(Photo-based point labeling data)
* * *
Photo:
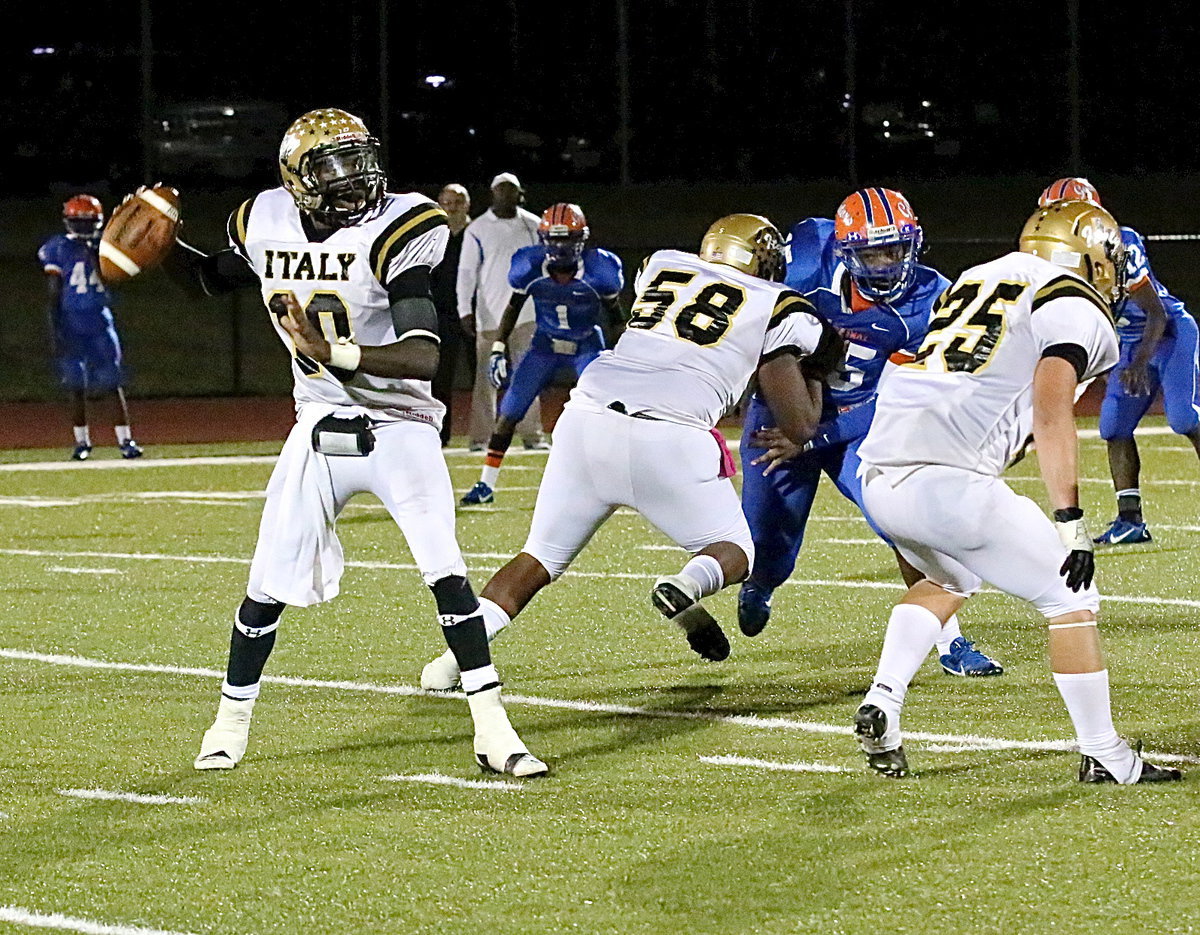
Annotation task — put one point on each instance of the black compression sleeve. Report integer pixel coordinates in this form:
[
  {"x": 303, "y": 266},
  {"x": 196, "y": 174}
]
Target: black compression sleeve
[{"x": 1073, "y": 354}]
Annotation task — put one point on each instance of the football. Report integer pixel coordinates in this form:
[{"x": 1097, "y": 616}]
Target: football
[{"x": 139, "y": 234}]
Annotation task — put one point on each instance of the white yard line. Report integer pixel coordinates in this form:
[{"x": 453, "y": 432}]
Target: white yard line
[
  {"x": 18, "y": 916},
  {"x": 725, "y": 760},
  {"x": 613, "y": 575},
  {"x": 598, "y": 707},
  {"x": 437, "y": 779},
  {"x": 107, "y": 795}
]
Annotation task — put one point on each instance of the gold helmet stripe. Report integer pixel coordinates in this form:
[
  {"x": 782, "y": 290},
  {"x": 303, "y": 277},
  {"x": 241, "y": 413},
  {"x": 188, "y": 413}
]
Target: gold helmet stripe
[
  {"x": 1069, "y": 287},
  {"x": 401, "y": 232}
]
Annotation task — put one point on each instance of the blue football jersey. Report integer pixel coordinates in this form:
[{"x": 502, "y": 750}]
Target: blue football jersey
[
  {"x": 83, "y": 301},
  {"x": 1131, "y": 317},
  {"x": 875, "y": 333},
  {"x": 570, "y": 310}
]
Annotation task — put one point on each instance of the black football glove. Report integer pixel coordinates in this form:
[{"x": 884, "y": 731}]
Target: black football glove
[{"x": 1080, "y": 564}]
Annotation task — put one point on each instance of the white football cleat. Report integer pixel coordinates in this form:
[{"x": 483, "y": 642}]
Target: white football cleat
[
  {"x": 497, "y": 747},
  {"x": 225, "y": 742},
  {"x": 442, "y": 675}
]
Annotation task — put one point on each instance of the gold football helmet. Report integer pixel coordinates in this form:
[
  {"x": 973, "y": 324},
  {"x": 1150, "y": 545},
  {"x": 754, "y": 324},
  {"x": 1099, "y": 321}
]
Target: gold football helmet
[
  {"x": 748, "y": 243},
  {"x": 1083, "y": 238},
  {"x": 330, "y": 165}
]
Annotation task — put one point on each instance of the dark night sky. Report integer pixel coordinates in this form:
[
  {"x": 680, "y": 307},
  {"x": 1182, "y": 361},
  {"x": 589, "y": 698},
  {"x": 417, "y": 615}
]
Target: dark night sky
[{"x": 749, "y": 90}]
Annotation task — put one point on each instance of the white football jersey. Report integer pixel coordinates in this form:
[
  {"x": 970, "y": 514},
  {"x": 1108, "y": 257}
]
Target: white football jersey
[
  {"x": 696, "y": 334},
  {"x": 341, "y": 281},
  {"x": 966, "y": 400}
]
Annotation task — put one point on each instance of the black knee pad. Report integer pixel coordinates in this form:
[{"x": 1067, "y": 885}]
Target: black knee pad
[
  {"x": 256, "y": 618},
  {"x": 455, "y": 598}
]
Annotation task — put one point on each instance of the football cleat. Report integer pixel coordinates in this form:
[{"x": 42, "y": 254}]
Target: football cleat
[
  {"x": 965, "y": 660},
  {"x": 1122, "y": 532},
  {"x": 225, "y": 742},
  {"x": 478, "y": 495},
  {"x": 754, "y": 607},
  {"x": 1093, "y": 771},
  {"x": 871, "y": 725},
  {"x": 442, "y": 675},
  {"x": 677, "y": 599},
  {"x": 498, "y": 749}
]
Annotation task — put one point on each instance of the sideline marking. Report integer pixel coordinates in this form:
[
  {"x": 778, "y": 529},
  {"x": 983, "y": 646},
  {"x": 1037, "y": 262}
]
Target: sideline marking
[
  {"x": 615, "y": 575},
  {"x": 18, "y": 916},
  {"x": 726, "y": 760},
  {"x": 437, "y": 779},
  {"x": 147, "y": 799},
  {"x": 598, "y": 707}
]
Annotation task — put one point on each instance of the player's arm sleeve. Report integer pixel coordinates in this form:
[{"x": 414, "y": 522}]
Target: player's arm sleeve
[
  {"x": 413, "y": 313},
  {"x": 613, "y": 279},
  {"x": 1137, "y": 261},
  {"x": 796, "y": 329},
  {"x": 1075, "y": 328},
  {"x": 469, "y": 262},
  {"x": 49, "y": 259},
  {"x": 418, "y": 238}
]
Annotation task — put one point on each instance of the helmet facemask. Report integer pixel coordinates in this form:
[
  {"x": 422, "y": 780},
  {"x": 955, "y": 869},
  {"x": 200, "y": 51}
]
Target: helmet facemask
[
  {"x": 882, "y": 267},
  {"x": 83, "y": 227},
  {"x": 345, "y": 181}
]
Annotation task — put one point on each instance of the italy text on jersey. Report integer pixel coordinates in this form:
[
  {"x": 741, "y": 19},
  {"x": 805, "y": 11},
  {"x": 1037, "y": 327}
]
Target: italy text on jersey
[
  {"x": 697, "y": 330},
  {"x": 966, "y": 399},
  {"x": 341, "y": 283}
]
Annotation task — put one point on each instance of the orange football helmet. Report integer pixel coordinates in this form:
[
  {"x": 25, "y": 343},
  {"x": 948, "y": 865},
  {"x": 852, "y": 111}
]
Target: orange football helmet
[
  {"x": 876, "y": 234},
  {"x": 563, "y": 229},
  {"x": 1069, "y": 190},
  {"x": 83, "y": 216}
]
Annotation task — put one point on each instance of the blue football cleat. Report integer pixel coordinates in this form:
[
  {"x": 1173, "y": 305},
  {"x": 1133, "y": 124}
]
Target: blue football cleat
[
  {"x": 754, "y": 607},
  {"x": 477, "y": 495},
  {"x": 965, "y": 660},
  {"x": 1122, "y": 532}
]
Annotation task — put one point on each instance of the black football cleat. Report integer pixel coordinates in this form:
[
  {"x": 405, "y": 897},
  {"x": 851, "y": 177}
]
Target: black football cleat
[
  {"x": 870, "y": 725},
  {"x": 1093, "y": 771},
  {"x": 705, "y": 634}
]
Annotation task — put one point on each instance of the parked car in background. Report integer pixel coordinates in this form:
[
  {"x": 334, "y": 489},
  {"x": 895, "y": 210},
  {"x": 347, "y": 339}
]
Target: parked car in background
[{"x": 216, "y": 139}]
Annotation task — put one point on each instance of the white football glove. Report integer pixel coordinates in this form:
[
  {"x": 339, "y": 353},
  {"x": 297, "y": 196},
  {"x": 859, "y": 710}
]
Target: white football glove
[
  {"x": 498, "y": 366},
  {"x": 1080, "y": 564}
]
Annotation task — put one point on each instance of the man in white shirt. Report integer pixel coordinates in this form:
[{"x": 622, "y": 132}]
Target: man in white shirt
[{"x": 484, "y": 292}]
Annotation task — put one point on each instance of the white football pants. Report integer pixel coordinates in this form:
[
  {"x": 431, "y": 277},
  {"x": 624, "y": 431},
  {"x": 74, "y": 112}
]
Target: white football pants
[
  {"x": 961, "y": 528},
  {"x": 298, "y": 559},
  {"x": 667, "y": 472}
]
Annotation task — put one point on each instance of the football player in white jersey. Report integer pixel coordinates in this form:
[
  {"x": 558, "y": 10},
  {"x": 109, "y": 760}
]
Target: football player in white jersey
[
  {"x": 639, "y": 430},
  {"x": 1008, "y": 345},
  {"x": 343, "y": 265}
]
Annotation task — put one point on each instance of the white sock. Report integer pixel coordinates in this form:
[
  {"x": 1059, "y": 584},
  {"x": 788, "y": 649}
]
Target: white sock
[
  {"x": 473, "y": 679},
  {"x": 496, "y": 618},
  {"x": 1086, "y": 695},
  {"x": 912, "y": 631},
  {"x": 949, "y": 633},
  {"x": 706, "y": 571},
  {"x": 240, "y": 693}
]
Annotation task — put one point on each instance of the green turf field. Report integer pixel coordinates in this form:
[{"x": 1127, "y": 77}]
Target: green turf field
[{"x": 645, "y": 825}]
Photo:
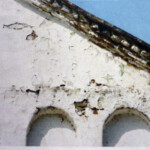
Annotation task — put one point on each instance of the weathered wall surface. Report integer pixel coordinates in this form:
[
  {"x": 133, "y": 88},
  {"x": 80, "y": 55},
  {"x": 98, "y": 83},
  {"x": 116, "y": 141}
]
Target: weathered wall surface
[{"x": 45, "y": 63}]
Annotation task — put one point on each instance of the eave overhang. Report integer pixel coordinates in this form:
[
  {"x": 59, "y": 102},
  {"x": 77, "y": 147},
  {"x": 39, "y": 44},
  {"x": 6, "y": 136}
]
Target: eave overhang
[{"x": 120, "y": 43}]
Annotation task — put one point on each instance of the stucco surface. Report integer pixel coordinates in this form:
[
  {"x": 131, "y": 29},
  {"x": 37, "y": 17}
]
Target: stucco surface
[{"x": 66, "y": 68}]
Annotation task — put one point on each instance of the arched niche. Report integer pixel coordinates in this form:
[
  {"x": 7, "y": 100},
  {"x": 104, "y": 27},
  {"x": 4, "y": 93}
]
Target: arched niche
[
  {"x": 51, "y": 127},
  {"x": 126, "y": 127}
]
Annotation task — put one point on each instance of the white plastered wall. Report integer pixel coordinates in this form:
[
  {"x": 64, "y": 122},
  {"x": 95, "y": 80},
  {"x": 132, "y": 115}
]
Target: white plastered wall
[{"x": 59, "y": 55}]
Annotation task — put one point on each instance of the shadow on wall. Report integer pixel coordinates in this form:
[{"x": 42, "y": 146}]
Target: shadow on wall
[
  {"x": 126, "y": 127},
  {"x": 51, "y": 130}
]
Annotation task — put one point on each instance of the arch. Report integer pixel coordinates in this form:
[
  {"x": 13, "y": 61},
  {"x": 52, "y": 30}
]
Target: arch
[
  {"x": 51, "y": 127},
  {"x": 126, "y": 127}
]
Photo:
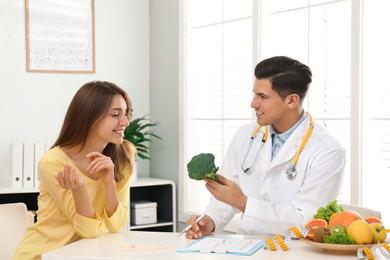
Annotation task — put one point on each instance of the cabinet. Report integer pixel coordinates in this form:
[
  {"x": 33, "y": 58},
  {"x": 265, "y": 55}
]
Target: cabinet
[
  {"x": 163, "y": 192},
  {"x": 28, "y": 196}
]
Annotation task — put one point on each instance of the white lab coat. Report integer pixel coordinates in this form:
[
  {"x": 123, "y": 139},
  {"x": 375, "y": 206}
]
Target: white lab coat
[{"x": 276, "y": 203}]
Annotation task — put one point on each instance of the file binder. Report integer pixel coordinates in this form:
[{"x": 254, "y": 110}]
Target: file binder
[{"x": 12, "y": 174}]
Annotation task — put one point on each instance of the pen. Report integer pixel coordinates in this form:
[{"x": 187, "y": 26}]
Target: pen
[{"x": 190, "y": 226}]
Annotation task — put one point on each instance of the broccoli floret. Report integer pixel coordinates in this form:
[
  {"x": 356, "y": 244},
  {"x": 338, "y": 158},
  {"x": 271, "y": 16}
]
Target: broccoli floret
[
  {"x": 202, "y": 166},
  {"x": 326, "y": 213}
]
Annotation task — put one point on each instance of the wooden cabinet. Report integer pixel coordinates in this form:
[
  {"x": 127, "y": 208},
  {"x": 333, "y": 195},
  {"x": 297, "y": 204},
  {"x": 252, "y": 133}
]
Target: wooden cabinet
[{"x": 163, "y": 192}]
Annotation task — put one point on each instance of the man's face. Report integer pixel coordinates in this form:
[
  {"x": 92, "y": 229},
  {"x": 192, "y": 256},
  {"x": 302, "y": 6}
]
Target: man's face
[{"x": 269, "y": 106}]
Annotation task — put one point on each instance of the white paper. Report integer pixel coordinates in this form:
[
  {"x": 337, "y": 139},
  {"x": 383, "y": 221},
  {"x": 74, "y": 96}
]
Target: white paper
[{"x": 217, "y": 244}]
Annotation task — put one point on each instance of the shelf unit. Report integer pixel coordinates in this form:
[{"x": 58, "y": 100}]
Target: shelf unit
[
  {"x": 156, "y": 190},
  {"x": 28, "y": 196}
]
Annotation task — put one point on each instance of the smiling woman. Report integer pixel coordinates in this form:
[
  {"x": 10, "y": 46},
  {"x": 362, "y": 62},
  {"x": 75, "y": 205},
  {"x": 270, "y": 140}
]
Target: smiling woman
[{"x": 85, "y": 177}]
* * *
Look above for the line containing "of the wooden"; copy from it through the last line, exactly, and nothing more.

WRITTEN REPLY:
Annotation task — put one point on each instance of the wooden cabinet. Report integer pixel coordinates in this form:
[
  {"x": 127, "y": 208},
  {"x": 333, "y": 195},
  {"x": 297, "y": 204},
  {"x": 252, "y": 133}
]
Target: wooden cabinet
[{"x": 163, "y": 192}]
Annotation task — put one point on each instance of the man's face. Report integer pixel coordinates in this form:
[
  {"x": 92, "y": 229},
  {"x": 192, "y": 256},
  {"x": 302, "y": 6}
]
Target: man's face
[{"x": 269, "y": 106}]
Annotation task — put one point on each instance of the white paper. Report integer pixel coordinates in this form:
[
  {"x": 337, "y": 139},
  {"x": 383, "y": 221},
  {"x": 74, "y": 96}
]
Target: white paper
[{"x": 217, "y": 244}]
Annotation task — put one point on each instance of the shelf unit. Report integer pixel coordinates in this form:
[{"x": 58, "y": 100}]
Target: shelf unit
[
  {"x": 156, "y": 190},
  {"x": 28, "y": 196}
]
Annotation task — put one point on each instance of the smiling woman. Report integer pixel coordinates in this form:
[
  {"x": 10, "y": 46},
  {"x": 362, "y": 62},
  {"x": 75, "y": 205},
  {"x": 270, "y": 140}
]
Target: smiling woman
[{"x": 85, "y": 177}]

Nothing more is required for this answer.